## GIVEN REQUEST
Reproduce the line containing "# Target: shrub" exactly, along with each line after it through the end of the data; pictures are left out.

+ + +

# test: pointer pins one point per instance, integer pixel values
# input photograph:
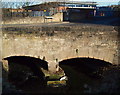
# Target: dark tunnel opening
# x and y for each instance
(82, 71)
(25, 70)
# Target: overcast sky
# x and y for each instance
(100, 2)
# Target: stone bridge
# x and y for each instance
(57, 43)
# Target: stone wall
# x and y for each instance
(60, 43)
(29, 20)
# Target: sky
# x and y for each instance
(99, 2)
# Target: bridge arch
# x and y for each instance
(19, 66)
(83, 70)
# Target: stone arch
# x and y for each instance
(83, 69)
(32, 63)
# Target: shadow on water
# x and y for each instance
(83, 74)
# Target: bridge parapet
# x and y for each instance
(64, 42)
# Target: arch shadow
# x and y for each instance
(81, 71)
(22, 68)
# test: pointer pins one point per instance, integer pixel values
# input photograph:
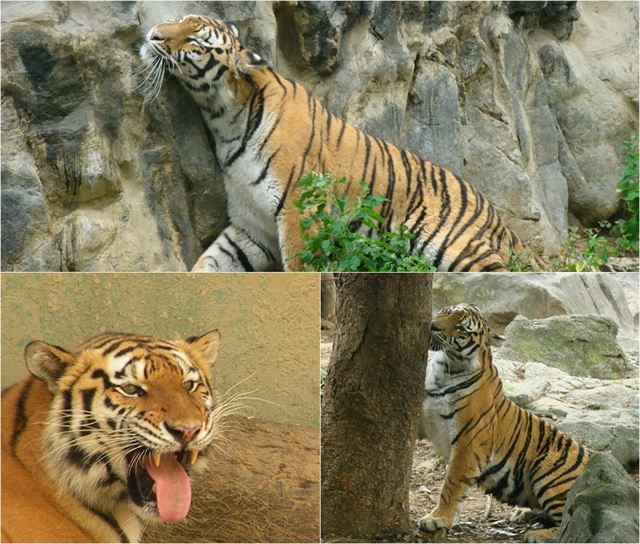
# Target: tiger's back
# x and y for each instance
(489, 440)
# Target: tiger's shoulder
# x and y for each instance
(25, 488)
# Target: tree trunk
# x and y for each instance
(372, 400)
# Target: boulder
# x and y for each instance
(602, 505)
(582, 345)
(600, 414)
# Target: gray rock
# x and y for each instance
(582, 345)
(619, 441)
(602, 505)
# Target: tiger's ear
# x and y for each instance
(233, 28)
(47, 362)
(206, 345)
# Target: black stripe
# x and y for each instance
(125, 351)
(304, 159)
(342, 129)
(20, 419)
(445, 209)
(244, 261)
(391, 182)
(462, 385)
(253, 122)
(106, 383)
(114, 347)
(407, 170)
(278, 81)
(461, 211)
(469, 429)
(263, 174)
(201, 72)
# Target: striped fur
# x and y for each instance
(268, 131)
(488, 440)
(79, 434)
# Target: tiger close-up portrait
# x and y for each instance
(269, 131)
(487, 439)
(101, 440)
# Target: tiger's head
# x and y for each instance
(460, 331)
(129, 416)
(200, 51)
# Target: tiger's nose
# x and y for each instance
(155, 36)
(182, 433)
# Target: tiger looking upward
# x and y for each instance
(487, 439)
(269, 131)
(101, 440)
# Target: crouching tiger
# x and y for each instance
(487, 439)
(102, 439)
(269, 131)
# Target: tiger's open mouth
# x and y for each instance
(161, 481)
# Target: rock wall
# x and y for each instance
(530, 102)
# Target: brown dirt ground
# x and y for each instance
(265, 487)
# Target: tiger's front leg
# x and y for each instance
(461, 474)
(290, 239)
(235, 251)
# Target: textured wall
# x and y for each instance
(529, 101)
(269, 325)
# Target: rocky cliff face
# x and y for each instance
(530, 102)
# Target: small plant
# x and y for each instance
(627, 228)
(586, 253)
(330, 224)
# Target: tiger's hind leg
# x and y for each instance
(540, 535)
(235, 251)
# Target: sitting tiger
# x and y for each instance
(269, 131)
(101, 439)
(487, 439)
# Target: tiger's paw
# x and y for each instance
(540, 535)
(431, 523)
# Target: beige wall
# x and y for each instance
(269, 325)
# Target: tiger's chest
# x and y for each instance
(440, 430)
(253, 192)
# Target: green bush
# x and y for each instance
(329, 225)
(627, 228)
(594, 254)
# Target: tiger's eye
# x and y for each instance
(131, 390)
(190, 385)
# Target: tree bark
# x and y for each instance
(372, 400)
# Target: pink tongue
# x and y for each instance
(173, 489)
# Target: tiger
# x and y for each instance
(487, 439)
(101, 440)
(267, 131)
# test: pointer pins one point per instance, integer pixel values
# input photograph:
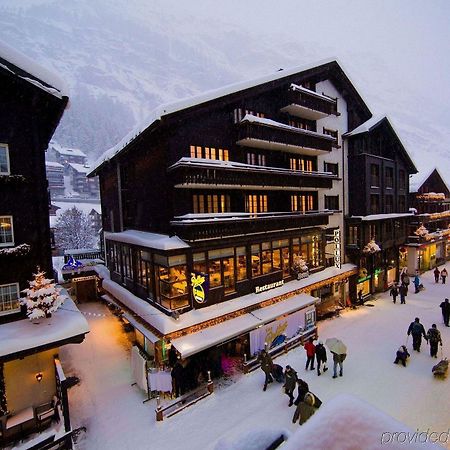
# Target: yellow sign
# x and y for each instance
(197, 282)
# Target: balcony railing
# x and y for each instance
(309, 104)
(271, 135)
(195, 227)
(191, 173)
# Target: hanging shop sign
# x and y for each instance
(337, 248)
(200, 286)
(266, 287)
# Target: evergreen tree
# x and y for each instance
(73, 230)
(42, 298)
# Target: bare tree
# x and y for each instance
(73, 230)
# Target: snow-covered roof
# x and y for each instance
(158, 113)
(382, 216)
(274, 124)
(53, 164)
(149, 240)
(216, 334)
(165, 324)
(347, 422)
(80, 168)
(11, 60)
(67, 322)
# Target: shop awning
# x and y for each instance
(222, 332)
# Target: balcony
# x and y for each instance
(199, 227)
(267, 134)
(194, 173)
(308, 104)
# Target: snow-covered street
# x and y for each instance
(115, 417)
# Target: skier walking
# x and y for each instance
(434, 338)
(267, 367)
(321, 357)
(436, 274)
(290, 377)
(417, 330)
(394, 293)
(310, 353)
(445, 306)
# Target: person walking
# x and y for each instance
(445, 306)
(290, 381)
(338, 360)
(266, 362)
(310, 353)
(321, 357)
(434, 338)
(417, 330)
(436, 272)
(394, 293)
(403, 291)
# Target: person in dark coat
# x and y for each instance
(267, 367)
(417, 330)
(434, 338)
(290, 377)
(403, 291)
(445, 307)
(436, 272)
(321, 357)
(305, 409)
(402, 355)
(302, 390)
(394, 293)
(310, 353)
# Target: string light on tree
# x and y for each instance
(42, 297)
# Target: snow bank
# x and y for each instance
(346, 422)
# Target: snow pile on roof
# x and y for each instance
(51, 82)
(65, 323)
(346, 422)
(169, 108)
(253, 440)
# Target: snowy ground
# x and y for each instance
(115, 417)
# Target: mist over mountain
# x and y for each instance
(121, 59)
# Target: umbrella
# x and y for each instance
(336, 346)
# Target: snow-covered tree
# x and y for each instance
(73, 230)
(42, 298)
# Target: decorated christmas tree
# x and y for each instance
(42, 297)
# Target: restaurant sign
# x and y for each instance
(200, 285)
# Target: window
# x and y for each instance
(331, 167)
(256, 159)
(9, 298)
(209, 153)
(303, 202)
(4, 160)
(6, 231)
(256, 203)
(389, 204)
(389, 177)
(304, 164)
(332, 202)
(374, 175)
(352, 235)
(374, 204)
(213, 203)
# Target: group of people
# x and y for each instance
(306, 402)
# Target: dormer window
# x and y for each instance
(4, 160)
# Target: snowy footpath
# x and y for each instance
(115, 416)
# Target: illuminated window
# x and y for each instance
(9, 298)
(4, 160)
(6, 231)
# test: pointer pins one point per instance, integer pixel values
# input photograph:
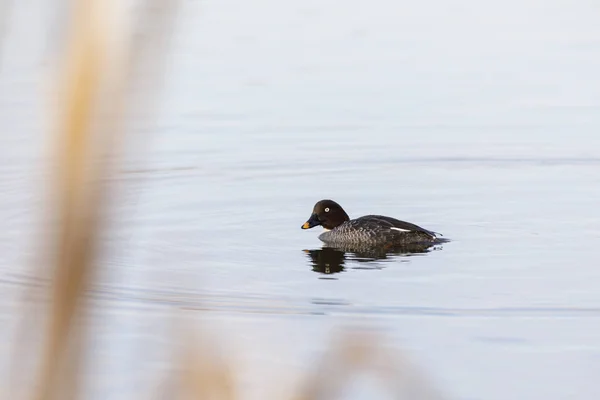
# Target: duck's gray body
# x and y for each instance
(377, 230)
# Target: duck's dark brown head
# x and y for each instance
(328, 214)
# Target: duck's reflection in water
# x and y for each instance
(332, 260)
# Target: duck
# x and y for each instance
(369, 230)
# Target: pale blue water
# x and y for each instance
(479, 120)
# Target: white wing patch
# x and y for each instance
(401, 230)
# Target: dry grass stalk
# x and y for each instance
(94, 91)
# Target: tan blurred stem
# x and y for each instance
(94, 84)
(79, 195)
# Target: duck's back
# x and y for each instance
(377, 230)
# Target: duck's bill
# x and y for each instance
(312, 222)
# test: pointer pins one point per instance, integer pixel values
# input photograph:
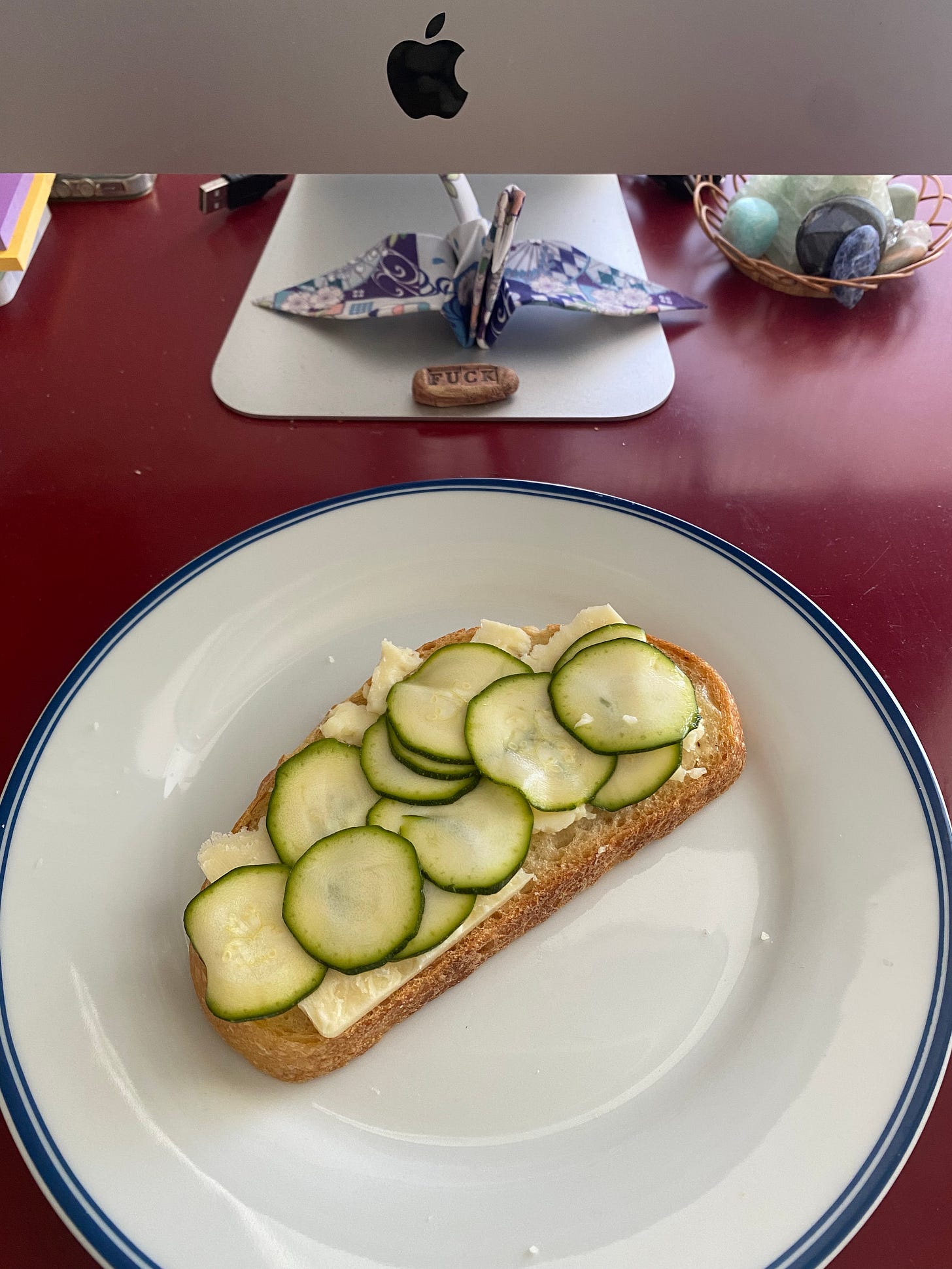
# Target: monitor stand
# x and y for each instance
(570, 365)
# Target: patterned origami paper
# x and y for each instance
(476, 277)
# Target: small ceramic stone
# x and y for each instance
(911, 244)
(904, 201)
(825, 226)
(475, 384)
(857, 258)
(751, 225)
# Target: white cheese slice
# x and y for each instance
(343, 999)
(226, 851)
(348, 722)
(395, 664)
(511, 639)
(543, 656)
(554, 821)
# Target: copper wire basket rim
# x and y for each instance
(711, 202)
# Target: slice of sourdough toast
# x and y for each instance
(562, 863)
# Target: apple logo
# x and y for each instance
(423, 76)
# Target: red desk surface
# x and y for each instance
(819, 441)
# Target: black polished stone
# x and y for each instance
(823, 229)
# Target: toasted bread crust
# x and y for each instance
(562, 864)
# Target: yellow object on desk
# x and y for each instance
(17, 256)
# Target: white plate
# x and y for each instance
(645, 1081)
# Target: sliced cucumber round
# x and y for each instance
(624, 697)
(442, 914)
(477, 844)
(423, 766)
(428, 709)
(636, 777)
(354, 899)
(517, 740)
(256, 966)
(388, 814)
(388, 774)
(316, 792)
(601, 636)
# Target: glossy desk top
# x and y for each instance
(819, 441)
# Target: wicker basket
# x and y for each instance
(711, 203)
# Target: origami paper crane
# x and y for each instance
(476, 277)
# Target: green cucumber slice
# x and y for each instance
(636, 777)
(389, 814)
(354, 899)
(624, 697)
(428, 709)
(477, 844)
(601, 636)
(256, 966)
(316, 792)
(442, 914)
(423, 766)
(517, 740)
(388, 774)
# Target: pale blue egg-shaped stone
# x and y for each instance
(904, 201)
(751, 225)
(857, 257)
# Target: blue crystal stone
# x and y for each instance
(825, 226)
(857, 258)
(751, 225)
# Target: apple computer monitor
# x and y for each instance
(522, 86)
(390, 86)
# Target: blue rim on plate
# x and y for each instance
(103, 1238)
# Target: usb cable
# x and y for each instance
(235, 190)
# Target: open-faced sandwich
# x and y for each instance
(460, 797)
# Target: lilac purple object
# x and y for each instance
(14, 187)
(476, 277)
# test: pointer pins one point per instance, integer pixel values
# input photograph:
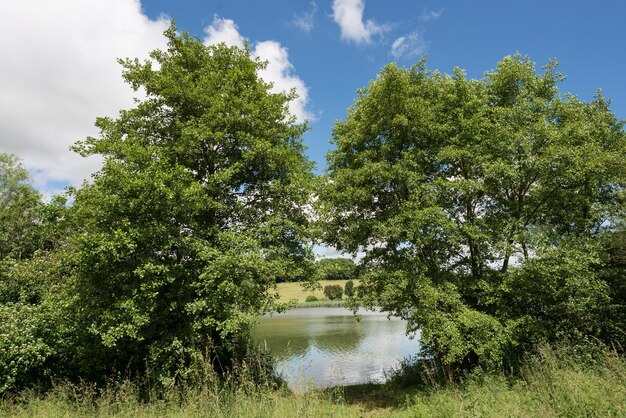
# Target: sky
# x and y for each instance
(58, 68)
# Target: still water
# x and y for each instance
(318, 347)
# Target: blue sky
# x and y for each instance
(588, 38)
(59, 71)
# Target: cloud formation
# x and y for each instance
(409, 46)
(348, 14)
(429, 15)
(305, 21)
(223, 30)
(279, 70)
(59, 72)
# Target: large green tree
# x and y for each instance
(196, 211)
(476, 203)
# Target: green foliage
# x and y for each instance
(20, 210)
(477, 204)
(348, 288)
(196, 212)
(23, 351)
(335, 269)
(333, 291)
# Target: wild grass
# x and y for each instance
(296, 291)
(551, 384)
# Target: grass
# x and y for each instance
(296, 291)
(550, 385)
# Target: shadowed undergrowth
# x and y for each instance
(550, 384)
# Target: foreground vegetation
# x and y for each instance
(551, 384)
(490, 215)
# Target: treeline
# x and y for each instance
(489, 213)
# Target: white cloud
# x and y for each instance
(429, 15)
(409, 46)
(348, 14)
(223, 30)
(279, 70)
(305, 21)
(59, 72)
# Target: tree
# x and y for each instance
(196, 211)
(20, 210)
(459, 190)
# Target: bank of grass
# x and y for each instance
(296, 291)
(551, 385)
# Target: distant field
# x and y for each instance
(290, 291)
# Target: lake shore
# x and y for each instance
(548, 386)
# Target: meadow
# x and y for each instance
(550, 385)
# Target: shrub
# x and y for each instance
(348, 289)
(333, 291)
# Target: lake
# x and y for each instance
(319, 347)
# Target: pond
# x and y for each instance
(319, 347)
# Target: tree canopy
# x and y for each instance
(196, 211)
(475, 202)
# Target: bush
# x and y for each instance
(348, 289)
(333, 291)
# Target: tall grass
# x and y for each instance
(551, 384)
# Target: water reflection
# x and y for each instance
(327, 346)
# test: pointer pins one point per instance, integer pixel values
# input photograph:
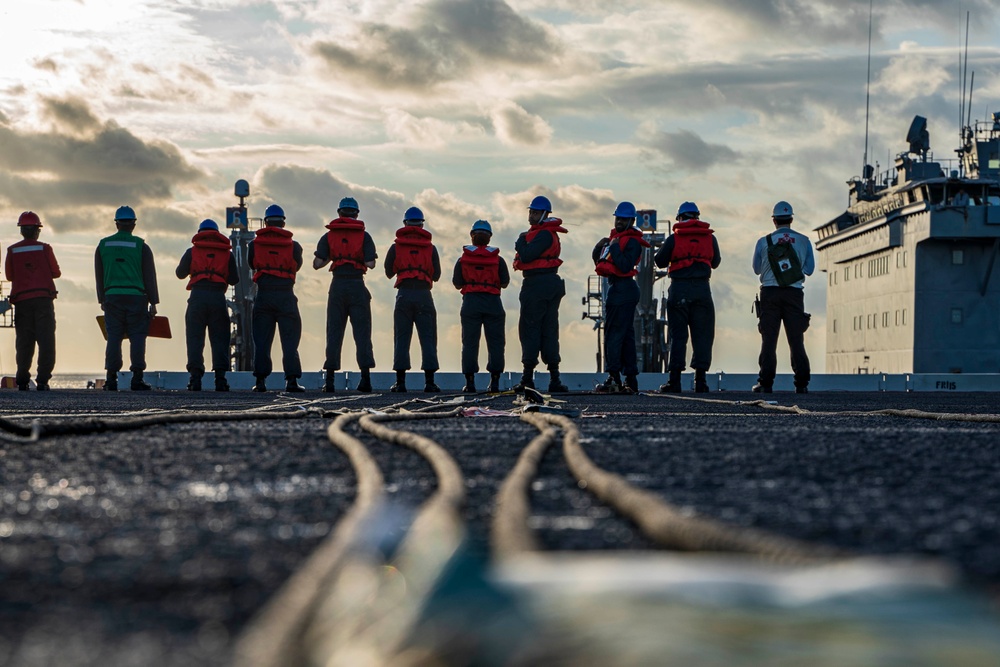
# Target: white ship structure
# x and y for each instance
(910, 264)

+ + +

## RESULT
# Target: shrub
# x and y for each instance
(348, 289)
(333, 291)
# Target: lake
# x and y for each instance
(319, 347)
# Target: pond
# x and y for each instance
(319, 347)
# Target: tree canopy
# x and y for each instance
(196, 211)
(475, 202)
# Target: bush
# x and y for each instance
(348, 289)
(333, 291)
# Target: tall grass
# x and y for each instance
(551, 384)
# Target: water reflection
# x and y for each instance
(327, 346)
# test: pointer pins one point per instance, integer pixel values
# input photograph:
# Target: white ship structure
# x and y for each instance
(910, 264)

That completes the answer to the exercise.